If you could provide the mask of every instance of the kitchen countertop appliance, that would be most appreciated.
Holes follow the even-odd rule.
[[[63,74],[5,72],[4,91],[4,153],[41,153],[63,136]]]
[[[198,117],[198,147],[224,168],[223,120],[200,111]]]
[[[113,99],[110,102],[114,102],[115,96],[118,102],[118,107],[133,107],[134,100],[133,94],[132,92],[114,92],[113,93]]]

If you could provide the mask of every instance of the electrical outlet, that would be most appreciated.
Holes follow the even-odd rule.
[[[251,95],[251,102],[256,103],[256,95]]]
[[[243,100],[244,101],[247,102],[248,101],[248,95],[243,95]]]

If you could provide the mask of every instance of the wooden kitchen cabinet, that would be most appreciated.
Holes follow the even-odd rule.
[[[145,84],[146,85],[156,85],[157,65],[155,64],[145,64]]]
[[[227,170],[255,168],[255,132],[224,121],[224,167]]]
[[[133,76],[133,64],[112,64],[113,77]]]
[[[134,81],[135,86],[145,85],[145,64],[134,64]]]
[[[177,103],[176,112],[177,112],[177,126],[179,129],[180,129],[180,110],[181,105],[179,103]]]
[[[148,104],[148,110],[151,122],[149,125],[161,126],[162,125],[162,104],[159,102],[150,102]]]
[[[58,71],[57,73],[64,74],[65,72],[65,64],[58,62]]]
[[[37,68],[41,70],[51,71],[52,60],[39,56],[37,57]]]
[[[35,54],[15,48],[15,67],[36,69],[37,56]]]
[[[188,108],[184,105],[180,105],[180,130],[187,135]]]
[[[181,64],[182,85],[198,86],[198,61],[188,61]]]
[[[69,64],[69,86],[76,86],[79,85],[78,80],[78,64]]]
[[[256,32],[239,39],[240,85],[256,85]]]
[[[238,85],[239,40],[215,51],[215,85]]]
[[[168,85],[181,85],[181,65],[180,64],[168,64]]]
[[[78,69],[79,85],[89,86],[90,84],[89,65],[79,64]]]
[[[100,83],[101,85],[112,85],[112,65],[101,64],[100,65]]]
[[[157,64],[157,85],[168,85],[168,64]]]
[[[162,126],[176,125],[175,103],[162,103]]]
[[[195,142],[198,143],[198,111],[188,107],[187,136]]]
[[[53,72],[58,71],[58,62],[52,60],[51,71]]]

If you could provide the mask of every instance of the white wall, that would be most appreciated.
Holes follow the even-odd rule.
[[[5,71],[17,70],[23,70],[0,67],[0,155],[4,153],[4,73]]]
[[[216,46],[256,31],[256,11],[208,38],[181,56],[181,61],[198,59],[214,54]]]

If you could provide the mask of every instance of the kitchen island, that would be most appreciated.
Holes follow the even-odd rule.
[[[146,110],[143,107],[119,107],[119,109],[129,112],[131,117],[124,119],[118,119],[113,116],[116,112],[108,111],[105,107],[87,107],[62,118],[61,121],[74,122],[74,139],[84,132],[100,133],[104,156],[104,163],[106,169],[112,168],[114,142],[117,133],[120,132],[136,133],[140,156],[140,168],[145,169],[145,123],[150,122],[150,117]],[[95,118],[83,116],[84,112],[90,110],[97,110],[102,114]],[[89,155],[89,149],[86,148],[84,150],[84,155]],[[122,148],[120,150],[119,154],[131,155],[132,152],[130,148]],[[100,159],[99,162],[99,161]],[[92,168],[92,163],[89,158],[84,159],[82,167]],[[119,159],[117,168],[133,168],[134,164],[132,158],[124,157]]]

-=-=-

_AIM_.
Reproduce word for word the rows from the first line through the line containing "[[[53,72],[58,71],[58,62],[52,60],[51,71]]]", including both of those lines.

_RESPONSE_.
If you could provide the mask of every instance of the kitchen countertop appliance, that would be most appreciated.
Holes follow the even-odd rule.
[[[63,74],[5,72],[4,91],[4,153],[41,153],[63,136]]]
[[[198,117],[198,147],[224,168],[223,120],[200,111]]]
[[[113,99],[110,102],[114,102],[115,96],[118,102],[118,107],[133,107],[134,100],[133,94],[132,92],[114,92],[113,93]]]

If you could provide the mask of every instance of the electrical outlet, that would be most appreciated.
Holes follow the even-odd rule.
[[[251,95],[251,102],[256,103],[256,95]]]
[[[243,100],[244,101],[247,102],[248,101],[248,95],[243,95]]]

If you could provide the mask of every instance of the wooden kitchen cabinet, that would be most appreciated.
Holes follow the even-odd rule.
[[[145,84],[146,85],[156,85],[157,65],[155,64],[145,64]]]
[[[227,170],[255,168],[255,132],[224,121],[224,167]]]
[[[133,76],[133,64],[112,64],[113,77]]]
[[[134,81],[135,86],[145,85],[145,64],[134,64]]]
[[[177,103],[176,112],[177,112],[177,126],[179,129],[180,129],[180,110],[181,105],[179,103]]]
[[[148,104],[148,110],[151,122],[149,125],[161,126],[162,125],[162,104],[159,102],[150,102]]]
[[[58,71],[57,73],[64,74],[65,72],[65,64],[58,62]]]
[[[37,68],[41,70],[51,71],[52,60],[39,56],[37,57]]]
[[[35,54],[15,48],[15,67],[36,69],[37,56]]]
[[[188,108],[184,105],[180,105],[180,130],[187,135]]]
[[[181,64],[182,85],[198,86],[198,61],[188,61]]]
[[[69,64],[69,86],[76,86],[79,85],[78,80],[78,64]]]
[[[256,32],[239,39],[240,85],[256,85]]]
[[[238,85],[239,40],[215,51],[215,85]]]
[[[168,85],[181,85],[181,65],[180,64],[168,64]]]
[[[78,69],[79,85],[89,86],[90,84],[89,65],[79,64]]]
[[[100,83],[101,85],[112,85],[112,65],[101,64],[100,65]]]
[[[157,64],[157,85],[168,85],[168,64]]]
[[[162,126],[176,125],[175,103],[162,103]]]
[[[195,142],[198,143],[198,111],[188,107],[187,136]]]
[[[53,72],[58,71],[58,62],[52,60],[51,71]]]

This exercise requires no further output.